(Beginning of Passage shown)

A concrete example helps fix the intuition. Consider a software engineering agent asked to implement a feature in a large repository, run tests, and open a pull request. Without externalization, the model must keep repository structure, project conventions, workflow state, and tool interactions active inside a fragile prompt. With externalization, persistent project memory supplies context, reusable skill documents encode conventions and workflow, protocolized tool interfaces enforce correct schemas, and the harness sequences steps, validates outputs, and manages failures. The base model may remain unchanged; what changes is the representation of the task it is asked to solve.

This broader perspective also aligns with the intuition behind distributed and extended cognition: once crucial parts of remembering, guiding action, and coordinating interaction are delegated to external structures, intelligence is no longer localized in the model alone [Clark and Chalmers, 1998]. We draw on this tradition for its core engineering insight—that the boundary between “agent” and “environment” is a design choice with real performance consequences—rather than committing to its stronger ontological claims. Our focus is pragmatic: we treat externalization as a design principle whose value is measured by the reliability, composability, and governability of the resulting system.

(End of Passage shown)
(Beginning of Information provided)

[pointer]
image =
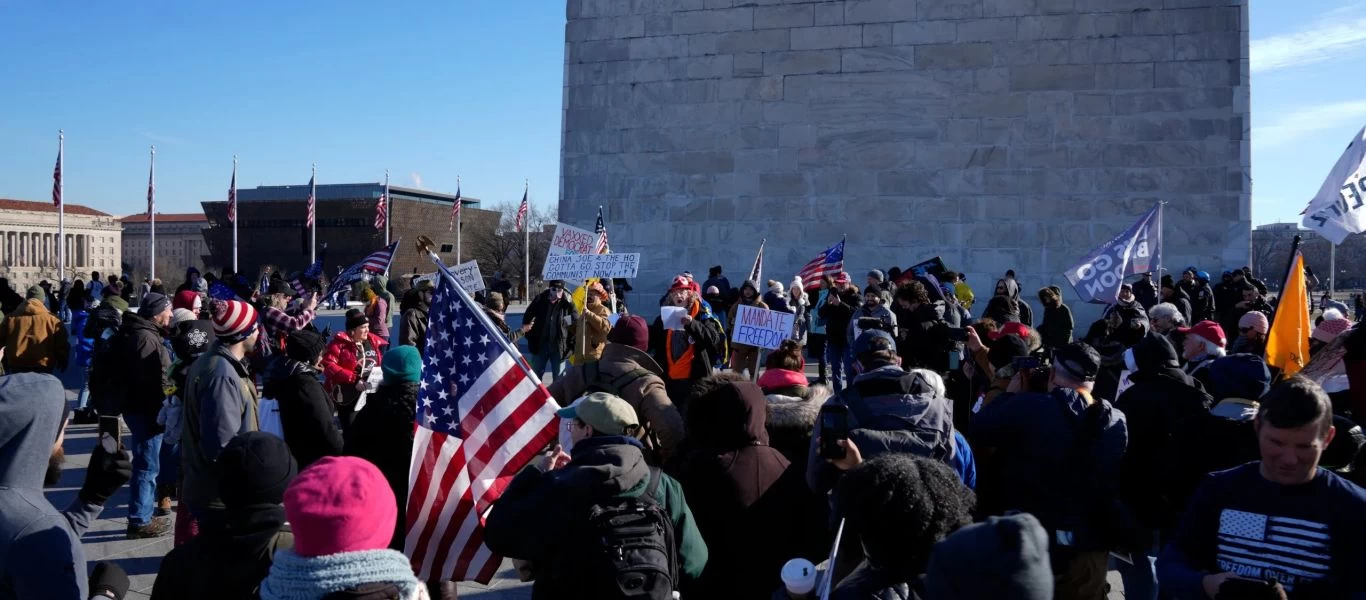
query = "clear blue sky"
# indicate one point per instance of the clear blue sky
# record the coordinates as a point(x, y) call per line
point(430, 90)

(End of Information provided)
(Beginning of Information provided)

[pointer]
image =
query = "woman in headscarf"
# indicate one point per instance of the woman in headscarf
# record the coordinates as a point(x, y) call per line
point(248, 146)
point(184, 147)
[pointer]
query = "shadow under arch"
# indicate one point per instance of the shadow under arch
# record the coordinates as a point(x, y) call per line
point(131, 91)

(End of Information provided)

## [Required actions]
1 - Answer these from the externalization passage:
(a) In the example, what three things is the software engineering agent asked to do?
(b) Which work is cited for the intuition behind distributed and extended cognition?
(c) By what three qualities of the resulting system is the value of externalization measured?
2 - Reproduce everything in the externalization passage from "This broader perspective" down to "the resulting system.".
Nothing in the material has any bearing on the work asked of you here.

## [Answers below]
1 -
(a) Implement a feature in a large repository, run tests, and open a pull request.
(b) Clark and Chalmers, 1998.
(c) Reliability, composability, and governability.

2 -
This broader perspective also aligns with the intuition behind distributed and extended cognition: once crucial parts of remembering, guiding action, and coordinating interaction are delegated to external structures, intelligence is no longer localized in the model alone [Clark and Chalmers, 1998]. We draw on this tradition for its core engineering insight—that the boundary between “agent” and “environment” is a design choice with real performance consequences—rather than committing to its stronger ontological claims. Our focus is pragmatic: we treat externalization as a design principle whose value is measured by the reliability, composability, and governability of the resulting system.